%%

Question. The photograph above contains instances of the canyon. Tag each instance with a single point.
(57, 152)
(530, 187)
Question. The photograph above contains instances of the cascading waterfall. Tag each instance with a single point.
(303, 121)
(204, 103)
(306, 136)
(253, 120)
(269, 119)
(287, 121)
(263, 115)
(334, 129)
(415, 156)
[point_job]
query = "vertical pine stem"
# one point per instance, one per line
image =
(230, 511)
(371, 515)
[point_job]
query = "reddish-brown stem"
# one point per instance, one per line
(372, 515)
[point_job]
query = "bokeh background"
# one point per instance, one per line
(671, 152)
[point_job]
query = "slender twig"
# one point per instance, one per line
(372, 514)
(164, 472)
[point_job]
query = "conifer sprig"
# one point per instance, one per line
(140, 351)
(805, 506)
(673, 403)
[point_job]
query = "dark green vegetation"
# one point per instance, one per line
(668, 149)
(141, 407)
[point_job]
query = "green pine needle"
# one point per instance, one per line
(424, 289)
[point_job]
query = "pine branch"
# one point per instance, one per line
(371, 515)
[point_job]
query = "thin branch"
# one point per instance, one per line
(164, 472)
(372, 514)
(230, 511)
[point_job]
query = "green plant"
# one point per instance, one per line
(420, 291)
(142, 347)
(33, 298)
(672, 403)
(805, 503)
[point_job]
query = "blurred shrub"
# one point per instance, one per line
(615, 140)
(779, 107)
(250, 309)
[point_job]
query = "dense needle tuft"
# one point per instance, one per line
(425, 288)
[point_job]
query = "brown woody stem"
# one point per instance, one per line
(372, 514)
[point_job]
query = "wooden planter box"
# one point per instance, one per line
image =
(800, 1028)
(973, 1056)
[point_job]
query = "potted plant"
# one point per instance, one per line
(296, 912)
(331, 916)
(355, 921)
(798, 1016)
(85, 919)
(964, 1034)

%%

=== Aim of the task ===
Would you write down every record again, exactly?

=== Response for this exercise ===
Question. The photograph above contains instances of the canyon. Tag each instance with a single point.
(57, 152)
(530, 187)
Question. The photograph above contains instances of the cascading waterfall. Tag each instance with a single point.
(303, 121)
(204, 103)
(306, 136)
(253, 120)
(269, 119)
(287, 121)
(263, 115)
(334, 129)
(415, 156)
[point_job]
query = "vertical pine stem"
# one point per instance, one per line
image =
(230, 511)
(371, 515)
[point_job]
query = "reddish-brown stem"
# one point per instance, one per line
(372, 515)
[point_job]
query = "bokeh background"
# one point per instance, one per line
(671, 152)
[point_job]
query = "slender twig"
# one point per instance, one per line
(372, 514)
(164, 472)
[point_job]
query = "conifer sprig"
# one point per instance, one per line
(140, 351)
(805, 506)
(673, 403)
[point_job]
query = "dark green vegetation"
# one point per instance, one per line
(668, 149)
(141, 407)
[point_job]
query = "green pine needle"
# one point per instance, one per line
(424, 289)
[point_job]
query = "pine branch"
# one point per instance, one per line
(371, 515)
[point_job]
query = "thin branch"
# one point per instance, one per line
(164, 472)
(372, 514)
(230, 511)
[point_job]
query = "green plant"
# one point per instance, one per line
(420, 291)
(142, 347)
(33, 298)
(672, 403)
(805, 503)
[point_job]
query = "blurred shrub"
# one point per instance, one per line
(615, 140)
(779, 107)
(250, 309)
[point_job]
query = "dense needle tuft"
# one point per instance, one per line
(425, 288)
[point_job]
query = "brown woody stem"
# one point per instance, one per line
(372, 514)
[point_job]
query = "wooden planter box"
# one point per instance, one per line
image =
(800, 1028)
(973, 1056)
[point_job]
query = "potted plant"
# one point per instance, one per line
(296, 912)
(331, 916)
(355, 921)
(798, 1016)
(85, 919)
(964, 1034)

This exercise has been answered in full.